What the task requires: Reproduce the following lines verbatim, keeping every character, space, and line break unchanged.

--- --- ---

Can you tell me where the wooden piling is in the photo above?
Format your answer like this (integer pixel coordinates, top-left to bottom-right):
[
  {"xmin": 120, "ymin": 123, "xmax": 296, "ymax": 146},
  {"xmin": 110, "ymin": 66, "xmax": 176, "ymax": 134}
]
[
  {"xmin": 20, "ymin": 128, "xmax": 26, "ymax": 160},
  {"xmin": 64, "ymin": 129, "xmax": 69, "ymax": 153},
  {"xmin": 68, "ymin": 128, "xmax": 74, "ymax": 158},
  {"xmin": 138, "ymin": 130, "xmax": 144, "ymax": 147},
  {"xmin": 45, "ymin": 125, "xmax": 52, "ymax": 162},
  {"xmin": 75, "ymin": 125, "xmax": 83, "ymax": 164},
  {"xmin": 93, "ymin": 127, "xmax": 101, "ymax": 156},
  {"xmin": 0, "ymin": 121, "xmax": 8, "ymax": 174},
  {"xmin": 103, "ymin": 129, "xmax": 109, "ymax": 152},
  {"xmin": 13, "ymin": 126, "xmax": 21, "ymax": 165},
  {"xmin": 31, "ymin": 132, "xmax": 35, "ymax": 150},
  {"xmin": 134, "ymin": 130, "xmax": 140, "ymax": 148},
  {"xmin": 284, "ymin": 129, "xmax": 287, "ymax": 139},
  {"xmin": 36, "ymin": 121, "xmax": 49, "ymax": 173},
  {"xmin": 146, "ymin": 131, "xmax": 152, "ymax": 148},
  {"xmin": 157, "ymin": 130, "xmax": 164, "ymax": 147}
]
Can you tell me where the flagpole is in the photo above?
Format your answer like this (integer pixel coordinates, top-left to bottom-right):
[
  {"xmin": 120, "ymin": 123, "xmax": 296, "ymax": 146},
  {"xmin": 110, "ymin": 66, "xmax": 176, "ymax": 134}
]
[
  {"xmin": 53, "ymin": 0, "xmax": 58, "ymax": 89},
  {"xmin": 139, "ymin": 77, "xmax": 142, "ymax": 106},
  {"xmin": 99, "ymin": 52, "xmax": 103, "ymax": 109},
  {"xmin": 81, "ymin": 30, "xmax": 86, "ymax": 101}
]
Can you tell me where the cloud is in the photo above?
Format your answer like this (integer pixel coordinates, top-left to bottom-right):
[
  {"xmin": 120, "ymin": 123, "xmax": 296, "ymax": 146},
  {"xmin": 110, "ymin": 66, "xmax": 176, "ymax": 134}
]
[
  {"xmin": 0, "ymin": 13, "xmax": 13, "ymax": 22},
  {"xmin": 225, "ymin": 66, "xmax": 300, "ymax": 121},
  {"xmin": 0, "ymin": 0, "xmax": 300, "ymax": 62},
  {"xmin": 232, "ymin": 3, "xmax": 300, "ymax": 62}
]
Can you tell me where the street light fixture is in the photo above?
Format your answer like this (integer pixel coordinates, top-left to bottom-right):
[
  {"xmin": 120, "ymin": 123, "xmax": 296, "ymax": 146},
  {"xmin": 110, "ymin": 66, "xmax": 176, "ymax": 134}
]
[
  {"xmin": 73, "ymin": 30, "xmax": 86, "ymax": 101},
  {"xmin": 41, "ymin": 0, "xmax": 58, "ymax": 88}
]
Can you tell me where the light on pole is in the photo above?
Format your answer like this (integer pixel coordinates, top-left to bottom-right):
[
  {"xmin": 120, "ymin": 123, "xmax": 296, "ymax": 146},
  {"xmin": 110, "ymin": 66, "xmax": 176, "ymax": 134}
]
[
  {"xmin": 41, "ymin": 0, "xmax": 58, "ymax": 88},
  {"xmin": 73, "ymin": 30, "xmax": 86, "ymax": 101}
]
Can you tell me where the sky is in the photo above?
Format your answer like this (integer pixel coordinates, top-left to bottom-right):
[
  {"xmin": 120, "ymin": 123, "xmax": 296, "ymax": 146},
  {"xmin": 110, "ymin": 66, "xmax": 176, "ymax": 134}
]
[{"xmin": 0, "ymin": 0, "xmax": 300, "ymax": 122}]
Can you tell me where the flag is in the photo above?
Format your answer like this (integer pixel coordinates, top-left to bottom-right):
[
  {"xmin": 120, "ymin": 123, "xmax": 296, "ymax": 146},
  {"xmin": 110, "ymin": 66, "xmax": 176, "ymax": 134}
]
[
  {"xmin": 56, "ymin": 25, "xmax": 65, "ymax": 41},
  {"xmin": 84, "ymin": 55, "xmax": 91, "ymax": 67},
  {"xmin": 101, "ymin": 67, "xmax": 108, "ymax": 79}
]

--- --- ---

Response for this exercise:
Can you tell me where the wooden piling is in the photo above?
Format your answer like this (integer pixel coordinates, top-left to bottom-right):
[
  {"xmin": 120, "ymin": 123, "xmax": 296, "ymax": 146},
  {"xmin": 110, "ymin": 66, "xmax": 176, "ymax": 134}
]
[
  {"xmin": 20, "ymin": 128, "xmax": 26, "ymax": 160},
  {"xmin": 64, "ymin": 129, "xmax": 69, "ymax": 153},
  {"xmin": 68, "ymin": 128, "xmax": 74, "ymax": 158},
  {"xmin": 138, "ymin": 130, "xmax": 144, "ymax": 147},
  {"xmin": 45, "ymin": 125, "xmax": 52, "ymax": 162},
  {"xmin": 75, "ymin": 125, "xmax": 83, "ymax": 164},
  {"xmin": 93, "ymin": 127, "xmax": 101, "ymax": 156},
  {"xmin": 0, "ymin": 121, "xmax": 8, "ymax": 174},
  {"xmin": 103, "ymin": 129, "xmax": 109, "ymax": 152},
  {"xmin": 13, "ymin": 126, "xmax": 21, "ymax": 165},
  {"xmin": 31, "ymin": 132, "xmax": 35, "ymax": 150},
  {"xmin": 134, "ymin": 130, "xmax": 140, "ymax": 148},
  {"xmin": 284, "ymin": 129, "xmax": 287, "ymax": 139},
  {"xmin": 36, "ymin": 121, "xmax": 49, "ymax": 173},
  {"xmin": 146, "ymin": 131, "xmax": 152, "ymax": 148},
  {"xmin": 157, "ymin": 130, "xmax": 164, "ymax": 147}
]
Can you tell me where the flagpole is in the photo above?
Format your answer like this (integer pixel coordinates, top-left to bottom-right):
[
  {"xmin": 120, "ymin": 123, "xmax": 296, "ymax": 146},
  {"xmin": 110, "ymin": 66, "xmax": 176, "ymax": 134}
]
[
  {"xmin": 53, "ymin": 0, "xmax": 58, "ymax": 89},
  {"xmin": 139, "ymin": 77, "xmax": 142, "ymax": 106},
  {"xmin": 99, "ymin": 52, "xmax": 103, "ymax": 109},
  {"xmin": 81, "ymin": 30, "xmax": 86, "ymax": 101}
]
Can you tell me where the cloud is in the photo above?
Format your answer like this (integer pixel coordinates, top-left to bottom-right):
[
  {"xmin": 120, "ymin": 123, "xmax": 296, "ymax": 146},
  {"xmin": 110, "ymin": 66, "xmax": 176, "ymax": 134}
]
[
  {"xmin": 0, "ymin": 13, "xmax": 13, "ymax": 22},
  {"xmin": 225, "ymin": 66, "xmax": 300, "ymax": 121},
  {"xmin": 0, "ymin": 0, "xmax": 300, "ymax": 62},
  {"xmin": 232, "ymin": 3, "xmax": 300, "ymax": 62}
]
Can you tell me where the street light fixture is in the photo above?
Format your answer like this (integer pixel coordinates, top-left to bottom-right):
[
  {"xmin": 120, "ymin": 123, "xmax": 296, "ymax": 146},
  {"xmin": 110, "ymin": 66, "xmax": 176, "ymax": 134}
]
[
  {"xmin": 73, "ymin": 30, "xmax": 86, "ymax": 101},
  {"xmin": 41, "ymin": 0, "xmax": 58, "ymax": 88}
]
Can you tell me where the light on pole is in the photo above?
Format your answer like this (integer pixel coordinates, top-left to bottom-right):
[
  {"xmin": 120, "ymin": 123, "xmax": 296, "ymax": 146},
  {"xmin": 110, "ymin": 66, "xmax": 176, "ymax": 134}
]
[
  {"xmin": 41, "ymin": 0, "xmax": 58, "ymax": 88},
  {"xmin": 73, "ymin": 30, "xmax": 86, "ymax": 101}
]
Can you tell me where the sky is in the photo above?
Format your answer like this (integer pixel coordinates, top-left to bottom-right):
[
  {"xmin": 120, "ymin": 123, "xmax": 296, "ymax": 146},
  {"xmin": 110, "ymin": 66, "xmax": 176, "ymax": 134}
]
[{"xmin": 0, "ymin": 0, "xmax": 300, "ymax": 122}]
Can you tell me where the flag is in the photo above?
Format your answer like this (integer pixel coordinates, top-left to bottom-right):
[
  {"xmin": 120, "ymin": 123, "xmax": 296, "ymax": 146},
  {"xmin": 110, "ymin": 66, "xmax": 176, "ymax": 134}
]
[
  {"xmin": 56, "ymin": 25, "xmax": 65, "ymax": 41},
  {"xmin": 84, "ymin": 55, "xmax": 91, "ymax": 67},
  {"xmin": 101, "ymin": 67, "xmax": 108, "ymax": 79}
]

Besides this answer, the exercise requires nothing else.